• [Brano proposto]:
• • • • • • •

Signora del palcoscenico, ragazza del piccolo schermo, mamma del set. Il mondo del cinema saluta Ilaria Occhini, una delle ultime dive italiane, donna intelligente e attrice signorile. Brava, elegante e amica, impossibile non affezionarsi ai personaggi che non a caso la fecero diventare un volto di casa nei salotti delle famiglie italiane. Ilaria Occhini era figlia del palcoscenico, in qualsiasi sua dimensione. Battezzata dall'arte, nipote di Giovanni Papini che le dedicò il racconto breve La mia Ilaria, nel corso di una lunga carriera iniziata giovanissima Occhini ha saputo vivere la sua professione, l'essere attrice, trasversalmente, tra teatro, grande e piccolo schermo.
Amatissima protagonista di moltissimi sceneggiati Rai, Ilaria Occhini visse una delle più brillanti stagioni del teatro italiano, calcando i legni del palcoscenico per Luchino Visconti o al fianco di Vittorio Gassman, per Peppino Patroni Griffi o Luca Ronconi. Con la signorilità e la cortesia che la contraddistinguevano arrivò sui set di Mario Monicelli (Il medico e lo stregone, 1957), Ugo Tognazzi (Il mantenuto, 1961), Dino Risi (I complessi, 1965) e Francesca Archibugi (Domani, 2001). E fu forse proprio la sua signorilità, la sua voce educata a raccontare e mai a urlare a condurla silenziosamente verso una seconda primavera sbocciata con il nuovo secolo. Negli anni 2000 Ilaria Occhini riconquistò il grande schermo italiano con Mar Nero di Federico Bondi (2008) e Mine Vaganti di Ferzan Özpetek (2010). Due meravigliose interpretazioni che la portarono a un David di Donatello (2010) e un Pardo d'oro (2008). Qui, a Locarno, in un'estate in cui il pubblico ritrovò o in parte scoprì quella meravigliosa signora del cinema.

• • • • • • •

• [Materiale mostrato]:
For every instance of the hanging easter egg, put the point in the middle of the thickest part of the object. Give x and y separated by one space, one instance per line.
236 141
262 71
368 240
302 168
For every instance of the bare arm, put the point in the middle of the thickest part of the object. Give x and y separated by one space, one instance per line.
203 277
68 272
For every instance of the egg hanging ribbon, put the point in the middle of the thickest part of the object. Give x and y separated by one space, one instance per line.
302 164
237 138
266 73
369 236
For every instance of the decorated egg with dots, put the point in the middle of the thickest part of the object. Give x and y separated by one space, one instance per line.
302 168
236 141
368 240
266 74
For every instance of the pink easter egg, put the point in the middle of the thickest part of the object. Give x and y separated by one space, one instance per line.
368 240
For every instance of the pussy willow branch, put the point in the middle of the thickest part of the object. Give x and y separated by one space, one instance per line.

• • • • • • •

• [Compito]:
Riprendi il testo su Ilaria Occhini e continualo dopo la sua ultima frase. L'elenco è materiale a sé, separato dal testo su Ilaria Occhini.

• [Risposta]:
Forse il segreto di Ilaria Occhini era sì che amava immensamente la recitazione, ma ancor prima che la rispettava. Rispettava le sue regole, i suoi tradimenti, le sue fatiche. Atteggiamento che le ha permesso di rivolgersi sempre alla camera e allo spettatore con la credibilità di una ragazza, di una mamma, di una signora per bene. "Non mi abituerò mai a pronunciare la prima battuta - scrisse nella sua autobiografia - Cerco di modulare, ritmare, impostare. Ma ogni volta è morire".